■ 読む文章
'''

SF作家テッド・チャンと神経科学者アニル・セスの対話から
第4回「私たちは同じ現実を見ているか?」(全4回)

(第1回〜第3回は以下の通り
 mediopos3690(2024.12.26.)
 mediopos3694(2024.12.30.)
 mediopos3734(2025.2.8.))

第1回は
意識を理解することが難しいのは
意識は偶然に生じるようなものではなく
非物質的なものあるいはプロセスとして感じられるからであり
意識と脳の関係を語るには
ソフトウェアとハードウェアあるいは魂と肉体
といった概念を使わざるをえないこと

第2回は
意識が生じるためには生きた身体的なものが必要で
そのためには少なくとも身体的なものが前提となること

第3回は
本当に意識があるかどうかはどうやったらわかるのか
ソフトウェアに意識があるとしたときはどうなのかということ

以上の対話内容だったが

今回は「世界は単一ではなく、人によって別々の仕方で経験され、
ゆるやかに重なっているものではないだろうか」ということ

まず司会のスーザン・ステップニーから
「私たちの意識経験はそれぞれ異なっているという事実から、
どのようなことが言える」のかについて
科学の視点からアニル・セスに
SFの視点からテッド・チャンに問いかけている

アニル・セスは
「人間の経験は外から入ってくるように
思われるかもしれないが、その大部分は内側から来るもの」で
「私たちの脳はそれぞれ違っているので、
経験もまた異なることになる」

「言葉」は「ヒトの認知が生み出した素晴らしい発明品」だが
「お互いの間に存在するかもしれない
知覚の違いに鈍感になるという代償」もあり
「コミュニケーションを可能にするために、
こうした違いをぼかしてしまう」

'''

■ 提供された記録
'''

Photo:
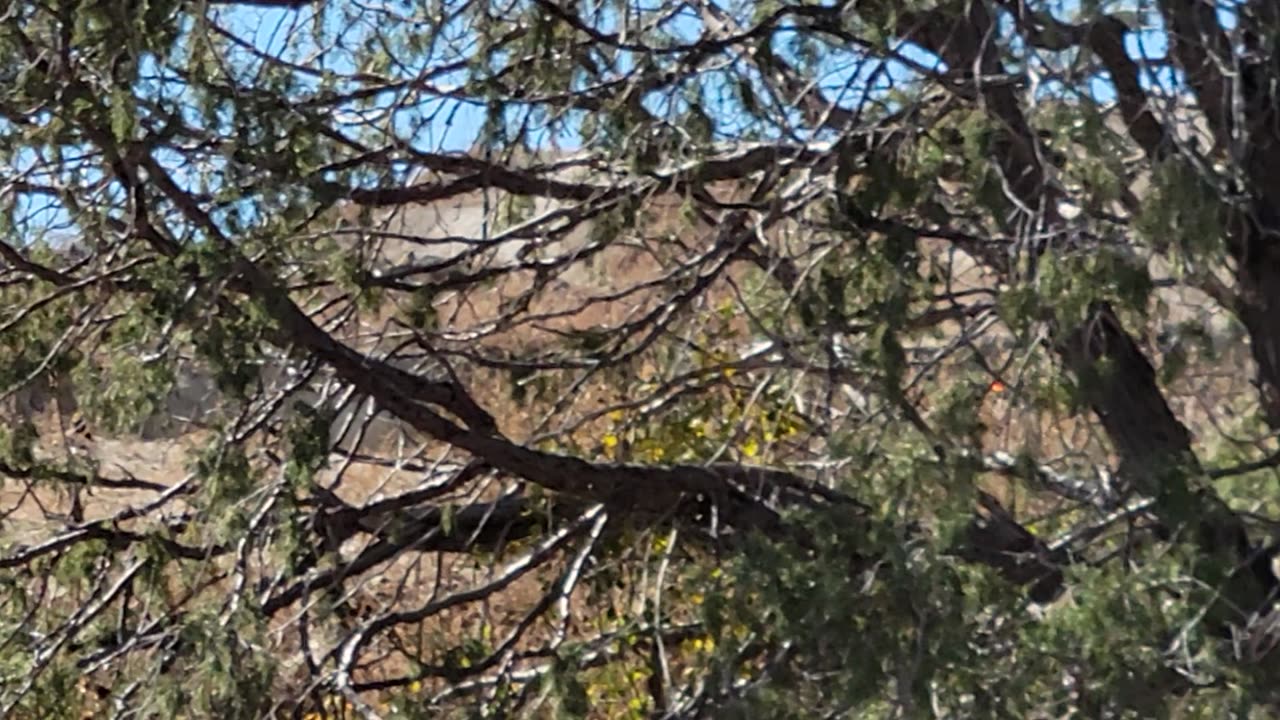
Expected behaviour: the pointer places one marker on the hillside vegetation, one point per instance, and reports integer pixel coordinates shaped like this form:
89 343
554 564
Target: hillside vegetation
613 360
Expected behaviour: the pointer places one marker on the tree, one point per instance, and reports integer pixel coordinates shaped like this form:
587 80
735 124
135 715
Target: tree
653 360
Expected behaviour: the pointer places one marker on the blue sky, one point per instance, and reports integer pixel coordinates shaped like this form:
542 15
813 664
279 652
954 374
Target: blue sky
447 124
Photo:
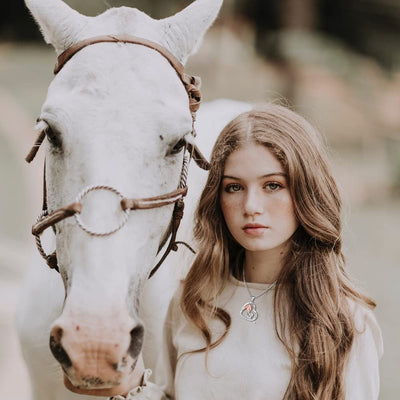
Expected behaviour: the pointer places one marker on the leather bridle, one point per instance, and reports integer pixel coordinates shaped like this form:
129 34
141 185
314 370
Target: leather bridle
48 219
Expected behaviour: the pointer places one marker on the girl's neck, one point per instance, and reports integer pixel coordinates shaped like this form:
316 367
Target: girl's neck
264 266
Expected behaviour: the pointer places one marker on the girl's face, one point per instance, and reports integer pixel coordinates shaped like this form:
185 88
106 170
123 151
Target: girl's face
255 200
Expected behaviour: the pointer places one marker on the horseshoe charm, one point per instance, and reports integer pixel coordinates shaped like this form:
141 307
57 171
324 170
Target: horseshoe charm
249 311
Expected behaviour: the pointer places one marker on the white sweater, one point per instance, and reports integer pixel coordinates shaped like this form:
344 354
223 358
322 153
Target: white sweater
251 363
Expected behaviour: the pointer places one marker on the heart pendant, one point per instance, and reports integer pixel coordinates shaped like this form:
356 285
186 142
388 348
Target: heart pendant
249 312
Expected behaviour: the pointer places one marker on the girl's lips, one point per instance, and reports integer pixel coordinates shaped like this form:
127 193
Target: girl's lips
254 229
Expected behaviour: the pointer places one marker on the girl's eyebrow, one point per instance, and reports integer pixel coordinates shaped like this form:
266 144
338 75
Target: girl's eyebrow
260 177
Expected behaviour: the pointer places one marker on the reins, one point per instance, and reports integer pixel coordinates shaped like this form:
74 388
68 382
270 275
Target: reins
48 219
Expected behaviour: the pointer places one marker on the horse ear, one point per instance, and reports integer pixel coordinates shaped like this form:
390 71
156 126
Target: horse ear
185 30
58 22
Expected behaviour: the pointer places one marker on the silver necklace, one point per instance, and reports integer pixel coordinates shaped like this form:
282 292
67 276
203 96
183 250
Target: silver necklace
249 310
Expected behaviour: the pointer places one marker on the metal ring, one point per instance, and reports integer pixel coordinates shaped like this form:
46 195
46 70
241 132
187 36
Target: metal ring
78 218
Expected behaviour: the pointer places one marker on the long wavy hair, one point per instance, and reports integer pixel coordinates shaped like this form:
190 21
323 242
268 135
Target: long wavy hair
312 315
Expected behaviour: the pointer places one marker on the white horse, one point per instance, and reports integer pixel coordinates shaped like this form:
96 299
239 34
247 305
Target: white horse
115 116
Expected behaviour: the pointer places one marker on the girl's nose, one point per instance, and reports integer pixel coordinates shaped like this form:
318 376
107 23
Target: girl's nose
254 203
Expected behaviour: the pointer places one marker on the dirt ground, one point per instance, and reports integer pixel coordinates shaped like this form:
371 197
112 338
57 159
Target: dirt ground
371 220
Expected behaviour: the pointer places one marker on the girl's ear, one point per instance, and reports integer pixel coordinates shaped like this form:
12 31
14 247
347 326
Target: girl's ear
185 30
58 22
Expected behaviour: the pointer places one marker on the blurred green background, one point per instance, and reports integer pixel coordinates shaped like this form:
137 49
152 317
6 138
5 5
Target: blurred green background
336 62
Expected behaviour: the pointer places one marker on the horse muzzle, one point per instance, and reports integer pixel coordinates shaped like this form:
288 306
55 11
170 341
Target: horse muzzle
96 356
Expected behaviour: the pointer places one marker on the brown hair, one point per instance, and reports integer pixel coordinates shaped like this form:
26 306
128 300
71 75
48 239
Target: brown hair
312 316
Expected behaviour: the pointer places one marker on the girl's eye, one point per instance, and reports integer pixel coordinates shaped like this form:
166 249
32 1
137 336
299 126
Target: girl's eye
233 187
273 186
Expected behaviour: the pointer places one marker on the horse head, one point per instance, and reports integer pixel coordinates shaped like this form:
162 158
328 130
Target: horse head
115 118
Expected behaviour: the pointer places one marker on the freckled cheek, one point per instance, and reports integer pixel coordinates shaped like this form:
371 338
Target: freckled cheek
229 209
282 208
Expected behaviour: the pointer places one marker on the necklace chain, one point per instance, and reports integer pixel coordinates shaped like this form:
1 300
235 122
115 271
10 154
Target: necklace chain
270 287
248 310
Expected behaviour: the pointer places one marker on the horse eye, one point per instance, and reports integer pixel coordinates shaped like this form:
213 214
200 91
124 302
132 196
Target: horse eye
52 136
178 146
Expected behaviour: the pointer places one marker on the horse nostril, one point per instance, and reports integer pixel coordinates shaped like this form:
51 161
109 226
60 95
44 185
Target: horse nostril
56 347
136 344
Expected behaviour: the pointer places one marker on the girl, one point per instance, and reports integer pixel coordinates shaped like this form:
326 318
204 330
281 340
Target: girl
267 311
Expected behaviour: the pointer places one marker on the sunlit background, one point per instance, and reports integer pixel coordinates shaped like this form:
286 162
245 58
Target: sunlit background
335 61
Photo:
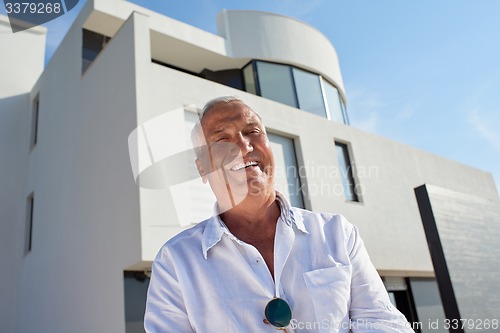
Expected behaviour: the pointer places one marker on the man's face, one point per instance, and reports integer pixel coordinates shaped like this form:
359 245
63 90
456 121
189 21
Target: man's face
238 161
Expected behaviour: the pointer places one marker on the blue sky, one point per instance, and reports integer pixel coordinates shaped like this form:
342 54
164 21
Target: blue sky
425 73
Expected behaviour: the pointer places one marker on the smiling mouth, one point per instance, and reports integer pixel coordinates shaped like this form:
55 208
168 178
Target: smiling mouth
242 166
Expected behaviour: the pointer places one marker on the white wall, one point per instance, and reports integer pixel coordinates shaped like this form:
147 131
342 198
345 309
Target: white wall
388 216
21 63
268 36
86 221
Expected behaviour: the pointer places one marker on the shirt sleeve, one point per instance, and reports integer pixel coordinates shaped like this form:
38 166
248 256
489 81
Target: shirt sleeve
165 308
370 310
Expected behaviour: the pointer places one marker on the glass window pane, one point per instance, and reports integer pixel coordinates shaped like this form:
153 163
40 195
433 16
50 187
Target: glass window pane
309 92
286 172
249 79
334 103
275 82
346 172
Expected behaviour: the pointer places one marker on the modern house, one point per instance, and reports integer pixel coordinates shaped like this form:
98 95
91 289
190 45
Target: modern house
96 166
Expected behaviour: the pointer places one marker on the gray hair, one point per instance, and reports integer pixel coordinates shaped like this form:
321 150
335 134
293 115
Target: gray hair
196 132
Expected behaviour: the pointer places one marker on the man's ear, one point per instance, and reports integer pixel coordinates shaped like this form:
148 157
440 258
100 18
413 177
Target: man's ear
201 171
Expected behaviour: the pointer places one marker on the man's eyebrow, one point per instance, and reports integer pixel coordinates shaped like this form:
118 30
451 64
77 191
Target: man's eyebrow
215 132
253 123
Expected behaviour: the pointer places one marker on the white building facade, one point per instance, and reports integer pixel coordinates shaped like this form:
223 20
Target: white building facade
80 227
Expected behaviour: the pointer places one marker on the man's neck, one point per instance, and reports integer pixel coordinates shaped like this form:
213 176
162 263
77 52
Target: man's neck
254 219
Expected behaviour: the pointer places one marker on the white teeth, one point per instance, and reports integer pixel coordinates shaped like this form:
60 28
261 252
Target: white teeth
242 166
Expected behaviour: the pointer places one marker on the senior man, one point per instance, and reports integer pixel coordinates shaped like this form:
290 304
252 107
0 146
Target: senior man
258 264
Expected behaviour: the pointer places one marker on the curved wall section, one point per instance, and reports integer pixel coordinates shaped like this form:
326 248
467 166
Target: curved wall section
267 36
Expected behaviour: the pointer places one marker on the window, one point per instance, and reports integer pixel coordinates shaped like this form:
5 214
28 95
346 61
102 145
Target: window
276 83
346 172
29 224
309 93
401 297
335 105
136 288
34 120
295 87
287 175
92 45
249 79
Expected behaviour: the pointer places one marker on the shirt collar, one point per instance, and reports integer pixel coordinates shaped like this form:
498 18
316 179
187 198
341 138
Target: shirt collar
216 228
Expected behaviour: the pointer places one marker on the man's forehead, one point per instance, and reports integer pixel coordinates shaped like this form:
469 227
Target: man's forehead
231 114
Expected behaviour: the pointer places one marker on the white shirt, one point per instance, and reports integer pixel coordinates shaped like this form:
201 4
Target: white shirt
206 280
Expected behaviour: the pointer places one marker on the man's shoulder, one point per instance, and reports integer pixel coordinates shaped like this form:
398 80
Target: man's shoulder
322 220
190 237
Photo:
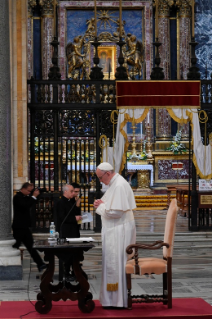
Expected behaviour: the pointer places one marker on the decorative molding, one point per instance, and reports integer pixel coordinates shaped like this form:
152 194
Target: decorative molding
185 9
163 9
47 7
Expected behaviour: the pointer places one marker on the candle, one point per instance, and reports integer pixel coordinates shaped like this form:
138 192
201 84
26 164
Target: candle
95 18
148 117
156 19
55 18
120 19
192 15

'''
'''

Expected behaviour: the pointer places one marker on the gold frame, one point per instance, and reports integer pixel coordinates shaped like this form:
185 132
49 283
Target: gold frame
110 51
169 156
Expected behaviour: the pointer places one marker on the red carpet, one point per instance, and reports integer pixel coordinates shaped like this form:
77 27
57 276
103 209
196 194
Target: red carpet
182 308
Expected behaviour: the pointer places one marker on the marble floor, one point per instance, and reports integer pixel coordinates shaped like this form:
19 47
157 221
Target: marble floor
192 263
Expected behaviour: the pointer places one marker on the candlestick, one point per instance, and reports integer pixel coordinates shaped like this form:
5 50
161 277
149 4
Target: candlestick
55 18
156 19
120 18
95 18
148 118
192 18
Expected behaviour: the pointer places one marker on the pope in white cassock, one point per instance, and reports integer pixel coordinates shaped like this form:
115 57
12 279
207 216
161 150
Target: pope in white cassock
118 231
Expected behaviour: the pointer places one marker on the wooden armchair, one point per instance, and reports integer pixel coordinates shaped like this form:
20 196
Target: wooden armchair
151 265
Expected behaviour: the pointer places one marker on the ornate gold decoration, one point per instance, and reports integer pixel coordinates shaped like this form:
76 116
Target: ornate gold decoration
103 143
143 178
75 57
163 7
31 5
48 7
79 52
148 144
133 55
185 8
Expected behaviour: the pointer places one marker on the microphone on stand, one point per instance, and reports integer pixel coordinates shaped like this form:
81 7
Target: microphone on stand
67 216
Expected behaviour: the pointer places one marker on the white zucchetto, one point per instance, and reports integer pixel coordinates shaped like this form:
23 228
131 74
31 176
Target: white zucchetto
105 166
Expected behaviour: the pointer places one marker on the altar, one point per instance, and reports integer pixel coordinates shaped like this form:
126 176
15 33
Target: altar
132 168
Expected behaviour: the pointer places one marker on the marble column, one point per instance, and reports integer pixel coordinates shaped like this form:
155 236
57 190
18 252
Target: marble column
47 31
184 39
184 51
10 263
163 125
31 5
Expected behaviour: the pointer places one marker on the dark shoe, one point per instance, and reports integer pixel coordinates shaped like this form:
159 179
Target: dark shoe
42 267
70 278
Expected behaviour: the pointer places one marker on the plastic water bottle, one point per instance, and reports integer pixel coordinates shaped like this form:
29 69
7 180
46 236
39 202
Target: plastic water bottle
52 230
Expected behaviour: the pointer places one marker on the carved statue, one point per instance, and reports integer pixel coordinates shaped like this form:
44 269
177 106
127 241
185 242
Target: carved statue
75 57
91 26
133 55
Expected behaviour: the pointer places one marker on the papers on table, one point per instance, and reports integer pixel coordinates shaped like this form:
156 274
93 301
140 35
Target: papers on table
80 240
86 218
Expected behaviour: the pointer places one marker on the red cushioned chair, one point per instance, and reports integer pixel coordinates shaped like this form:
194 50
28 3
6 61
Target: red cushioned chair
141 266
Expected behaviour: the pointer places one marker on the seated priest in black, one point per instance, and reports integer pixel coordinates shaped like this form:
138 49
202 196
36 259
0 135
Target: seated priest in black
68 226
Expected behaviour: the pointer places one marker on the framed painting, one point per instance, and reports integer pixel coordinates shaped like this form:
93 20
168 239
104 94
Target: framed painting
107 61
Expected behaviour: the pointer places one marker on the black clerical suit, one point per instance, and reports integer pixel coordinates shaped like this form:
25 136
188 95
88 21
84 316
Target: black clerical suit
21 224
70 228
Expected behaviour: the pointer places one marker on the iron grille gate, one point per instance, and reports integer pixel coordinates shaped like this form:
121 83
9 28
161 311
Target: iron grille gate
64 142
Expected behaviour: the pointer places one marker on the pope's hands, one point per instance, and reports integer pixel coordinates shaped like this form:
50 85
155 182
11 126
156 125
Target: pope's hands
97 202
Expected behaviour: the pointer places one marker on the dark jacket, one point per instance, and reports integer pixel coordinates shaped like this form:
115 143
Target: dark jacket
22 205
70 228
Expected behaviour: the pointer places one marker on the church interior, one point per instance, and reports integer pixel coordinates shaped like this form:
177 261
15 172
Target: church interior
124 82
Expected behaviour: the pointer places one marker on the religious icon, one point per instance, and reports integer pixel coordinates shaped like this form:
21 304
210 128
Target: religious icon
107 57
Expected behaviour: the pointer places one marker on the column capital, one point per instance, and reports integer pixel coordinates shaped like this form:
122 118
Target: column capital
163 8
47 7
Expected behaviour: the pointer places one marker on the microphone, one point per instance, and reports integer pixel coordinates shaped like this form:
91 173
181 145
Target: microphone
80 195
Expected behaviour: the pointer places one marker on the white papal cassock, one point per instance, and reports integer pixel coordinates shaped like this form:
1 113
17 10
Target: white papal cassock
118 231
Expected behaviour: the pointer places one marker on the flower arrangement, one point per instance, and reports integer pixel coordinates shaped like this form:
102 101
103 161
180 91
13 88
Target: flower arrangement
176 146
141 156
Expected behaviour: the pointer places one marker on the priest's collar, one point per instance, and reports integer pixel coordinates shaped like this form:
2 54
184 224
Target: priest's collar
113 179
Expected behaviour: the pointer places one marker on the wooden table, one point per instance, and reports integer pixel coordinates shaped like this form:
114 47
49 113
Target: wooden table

'''
'''

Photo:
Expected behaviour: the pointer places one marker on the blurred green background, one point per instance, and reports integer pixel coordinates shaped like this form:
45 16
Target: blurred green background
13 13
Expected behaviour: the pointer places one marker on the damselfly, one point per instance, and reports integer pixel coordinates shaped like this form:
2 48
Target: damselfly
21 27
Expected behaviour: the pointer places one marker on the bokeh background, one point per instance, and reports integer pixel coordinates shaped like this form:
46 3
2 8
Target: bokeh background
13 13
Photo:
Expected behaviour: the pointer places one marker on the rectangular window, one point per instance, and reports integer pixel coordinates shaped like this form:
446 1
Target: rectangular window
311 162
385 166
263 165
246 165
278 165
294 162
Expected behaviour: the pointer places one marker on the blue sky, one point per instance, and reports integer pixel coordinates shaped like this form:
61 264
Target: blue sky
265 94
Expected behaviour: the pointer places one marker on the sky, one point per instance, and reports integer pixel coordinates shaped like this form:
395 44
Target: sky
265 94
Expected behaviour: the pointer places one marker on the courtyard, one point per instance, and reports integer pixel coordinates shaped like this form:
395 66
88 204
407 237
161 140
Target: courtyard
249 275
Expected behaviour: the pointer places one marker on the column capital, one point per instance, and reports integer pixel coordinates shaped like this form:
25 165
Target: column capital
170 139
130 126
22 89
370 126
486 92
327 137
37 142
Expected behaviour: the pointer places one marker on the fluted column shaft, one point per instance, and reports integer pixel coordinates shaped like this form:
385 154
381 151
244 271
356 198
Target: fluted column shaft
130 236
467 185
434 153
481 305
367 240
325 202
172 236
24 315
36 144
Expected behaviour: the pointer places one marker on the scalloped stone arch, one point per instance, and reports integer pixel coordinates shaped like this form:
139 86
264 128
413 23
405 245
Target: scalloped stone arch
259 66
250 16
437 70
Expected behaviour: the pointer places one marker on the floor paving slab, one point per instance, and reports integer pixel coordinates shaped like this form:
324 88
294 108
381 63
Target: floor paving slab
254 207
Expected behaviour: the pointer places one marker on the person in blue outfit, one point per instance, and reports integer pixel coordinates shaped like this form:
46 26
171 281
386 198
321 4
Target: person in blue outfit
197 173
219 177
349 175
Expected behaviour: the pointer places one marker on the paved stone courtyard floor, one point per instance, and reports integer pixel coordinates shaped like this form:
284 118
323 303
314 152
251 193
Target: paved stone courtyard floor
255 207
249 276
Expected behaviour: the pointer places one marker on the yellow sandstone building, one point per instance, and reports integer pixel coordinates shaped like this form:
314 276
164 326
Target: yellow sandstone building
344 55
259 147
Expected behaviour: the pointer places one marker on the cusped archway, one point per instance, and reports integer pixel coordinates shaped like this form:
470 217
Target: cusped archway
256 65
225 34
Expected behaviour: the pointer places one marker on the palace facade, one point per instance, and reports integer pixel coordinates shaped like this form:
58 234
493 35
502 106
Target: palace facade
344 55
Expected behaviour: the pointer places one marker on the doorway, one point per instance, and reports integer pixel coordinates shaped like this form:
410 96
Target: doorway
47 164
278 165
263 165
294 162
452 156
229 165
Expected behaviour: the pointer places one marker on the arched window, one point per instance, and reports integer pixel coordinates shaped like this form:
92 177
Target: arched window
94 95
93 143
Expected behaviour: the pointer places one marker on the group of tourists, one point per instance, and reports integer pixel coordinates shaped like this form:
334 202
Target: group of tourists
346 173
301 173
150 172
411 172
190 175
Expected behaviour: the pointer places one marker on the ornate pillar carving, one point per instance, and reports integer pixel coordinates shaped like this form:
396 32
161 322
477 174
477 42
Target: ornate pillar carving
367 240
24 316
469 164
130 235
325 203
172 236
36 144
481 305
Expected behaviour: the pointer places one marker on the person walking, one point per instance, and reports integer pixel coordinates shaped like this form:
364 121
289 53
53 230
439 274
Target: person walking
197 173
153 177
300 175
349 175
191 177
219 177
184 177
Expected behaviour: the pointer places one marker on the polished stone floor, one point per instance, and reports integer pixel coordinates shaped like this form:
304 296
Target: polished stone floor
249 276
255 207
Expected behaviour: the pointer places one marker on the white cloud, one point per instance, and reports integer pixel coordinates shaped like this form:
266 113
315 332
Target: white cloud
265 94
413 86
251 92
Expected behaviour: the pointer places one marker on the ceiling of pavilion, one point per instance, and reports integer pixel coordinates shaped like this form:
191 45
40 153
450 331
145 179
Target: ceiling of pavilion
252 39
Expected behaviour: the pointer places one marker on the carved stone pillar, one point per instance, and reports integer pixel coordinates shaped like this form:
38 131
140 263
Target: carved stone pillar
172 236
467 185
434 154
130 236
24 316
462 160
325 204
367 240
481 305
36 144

'''

■ 課題一覧
1. この文章の要点を2文にまとめてください。
2. この文章の「まず司会のスーザン・ステップニーから」で始まり「経験もまた異なることになる」」まで続く部分を、一字一句変えずにそのまま書き写してください。
記録は使わなくてもかまいません。

■ 課題ごとの答え
1. テッド・チャンとアニル・セスの対話の第4回では、世界は単一ではなく、人によって別々の仕方で経験され、ゆるやかに重なっているのではないかということが話されています。アニル・セスは、人間の経験の大部分は内側から来るもので、脳がそれぞれ違うので経験も違ってくると述べ、言葉はコミュニケーションのために知覚の違いをぼかしてしまうとも話しています。

2.
まず司会のスーザン・ステップニーから
「私たちの意識経験はそれぞれ異なっているという事実から、
どのようなことが言える」のかについて
科学の視点からアニル・セスに
SFの視点からテッド・チャンに問いかけている

アニル・セスは
「人間の経験は外から入ってくるように
思われるかもしれないが、その大部分は内側から来るもの」で
「私たちの脳はそれぞれ違っているので、
経験もまた異なることになる」